Et, là, paf. J’ai envie d’en partager un avec vous. Parce que pourquoi pas, et ça fera peut-être un peu catharsis. On verra.

Retour dans les années 952. Je viens de m’installer à Paris, dans le XVe, pour attaquer trois années d’études audiovisuels. L’idée est de devenir réalisateur. Je finirai cadreur et monteur, mais c’est un autre pan de l’histoire3.

À l’ESRA, Je me suis rapidement fait un petit cercle de potes, parmi lesquels j’ai peu gardé contact, sauf un. On a tous bifurqués, à la fois géographiquement et professionnellement.

Il y avait Luc Toussaint, le seul avec qui j’ai encore des contacts. Marc Miance, qui a monté sa boite de 3D, Attitude Studio, créé l’éphémère Ève Solal et produit l’étonnant film 3D Renaissance (2006). Il y avait également Frederic Bos, l’aveyronnais du groupe, qui est tombé amoureux de la culture japonaise et qui est parti vivre là bas4. Il y avait également Jean-Charles Lemaire, qui aimait à se la jouer personnage mystérieux et contradictoire, engoncé dans son éternel pardessus noir. Depuis, je l’ai recroisé à l’occasion d’un projet de webdesign pour un festival dont il s’occupait. Je n’ai plus de nouvelles directes, mais j’ai vu qu’il menait une chouette carrière de dessinateur de bédé sous le nom de Monsieur K.

Et puis, il reste le dernier membre. Et c’est lui qui est le sujet de ce billet.

Au début de l’aventure5, cinéphiles que nous étions, notre petit groupe s’était trouvée une affinité cinématographique, et notamment à propos de la nouvelle nouvelle vague américaine. Parmi les cinéastes que nous adulions6, il y avait naturellement Quentin Tarantino, et son cultissime Reservoir Dogs.

Donc, forcément, nous nous sommes auto affublés des pseudo patronymes des personnages du film. Notre groupe s’est baptisé de mister telle couleur. J’avoue ne me rappeler d’aucun de ces pseudos, et encore moins du miens propre. Sauf deux.

Le premier, c’est celui que Fréderik Bos a gardé durant tout le temps qu’on a passé ensemble à Paris, et après. Il était mister Pink. Bien entendu, tout comme le personnage dans le film, il n’est pas homosexuel, et nous n’avons même jamais blagué là dessus. La couleur a été acceptée comme telle, point.

* Données fournies
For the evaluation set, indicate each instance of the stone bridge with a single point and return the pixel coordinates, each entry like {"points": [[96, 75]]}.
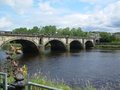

* Liste des tâches
1. Résumez en deux phrases le récit sur les amis de l'ESRA.
2. Poursuivez le récit sur les amis de l'ESRA à partir de sa dernière phrase.
La liste fournie ne joue aucun rôle dans ce travail.

* Réponses par tâche
1. Le récit revient sur trois années d'études audiovisuelles à Paris, à l'ESRA, et sur le petit cercle d'amis formé là-bas, dont les membres ont depuis pris des chemins géographiques et professionnels différents. Unis par leur goût pour la nouvelle nouvelle vague américaine, ils s'étaient donné les surnoms de couleur des personnages de Reservoir Dogs, et l'un d'eux a gardé celui de mister Pink pendant toute la période parisienne et au-delà.

2.
L’autre mister qui est resté gravé dans ma mémoire, c’est le pseudo que nous avons affublé à ce dernier membre du gang. Je crois qu’il s’appelait Stéphane. Rien n’est moins sûr cependant. Je n’ai pas réussi à mieux m’en souvenir.

Stéphane est d’origine africaine. Il est noir. Et comment, nous, tous européens caucasiens, avons trouvé malin de le surnommer ?

Mister Black

C’était une telle évidence alors que personne n’a rien trouvé d’anormal. Pas même l’intéressé lui-même. C’était acté, tacitement accepté par tout le monde. Stéphane, seul garçon de couleur du groupe portait officiellement le pseudonyme de mister Black.

Pire. Le principe des pseudonymes tirés du film de Tarantino n’a pas duré très longtemps, et seuls deux personnes du groupe ont conservé par habiture leurs noms de code ou leurs dérivés. Mister Pink est resté, avec lorsqu’il a entammé ses études de japonais une dérive vers Pinku-san puis un simple Pinku.

Stéphane, pour sa part, a gardé environs un an son mister Black pour se le voir raccourci en un simple Blacky

Rien que d’écrire ceci maintenant me donne des envies de voyages dans le passé pour aller agonir de baffes dans la tronches les petits cons que nous étions.

Et notre Stéphane, tout placide qu’il était, car c’était un parangon de calme et de réflexions muettes, n’a jamais, ô grand jamais élevé la moindre protestation de s’être vu affublé pareille étiquette.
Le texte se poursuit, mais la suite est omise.